[Given information — start]
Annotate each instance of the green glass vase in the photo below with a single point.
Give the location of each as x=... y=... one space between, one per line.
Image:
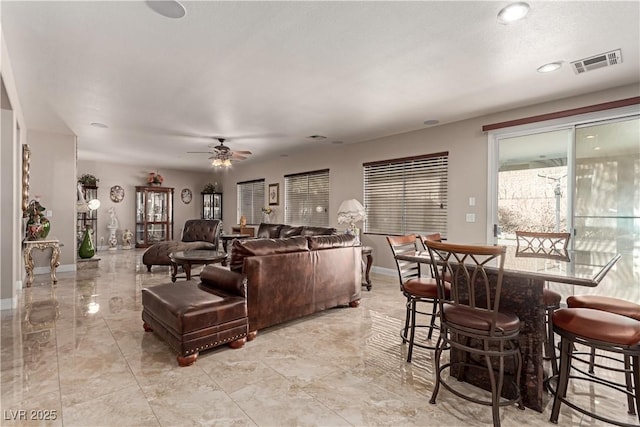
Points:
x=86 y=249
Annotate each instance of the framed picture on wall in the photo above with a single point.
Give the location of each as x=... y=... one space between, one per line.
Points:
x=274 y=194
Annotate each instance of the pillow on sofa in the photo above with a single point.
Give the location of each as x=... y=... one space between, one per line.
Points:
x=333 y=241
x=290 y=231
x=318 y=231
x=245 y=248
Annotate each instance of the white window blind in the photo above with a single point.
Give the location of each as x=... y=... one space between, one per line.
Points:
x=408 y=195
x=306 y=198
x=251 y=196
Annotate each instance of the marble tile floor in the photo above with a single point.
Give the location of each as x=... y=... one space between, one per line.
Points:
x=77 y=354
[Given information — finish]
What the records say must be written out exactly, with none of their pictures.

Annotate each instance of the green glass vase in the photo below with a single point.
Give the location of each as x=... y=... one space between, one per line.
Image:
Points:
x=86 y=249
Annotate each instance of the framed picture on wall in the photo above with a single point.
Give the location of each as x=... y=... one space between, one per line.
Points:
x=274 y=194
Annotate each instance of the pillow on sofa in the photo above with a single point.
Give the location of each as x=... y=... one space between, one per line.
Points:
x=333 y=241
x=290 y=231
x=318 y=231
x=245 y=248
Annotate each instance of the white window blind in the photo above with a single point.
Give the location of each as x=... y=... one space between, one per line.
Points:
x=408 y=195
x=306 y=198
x=251 y=196
Annotate each instance of the marble tile floor in the photo above with a single point.
Give the location of each as x=... y=... one space between, one per line.
Points:
x=77 y=354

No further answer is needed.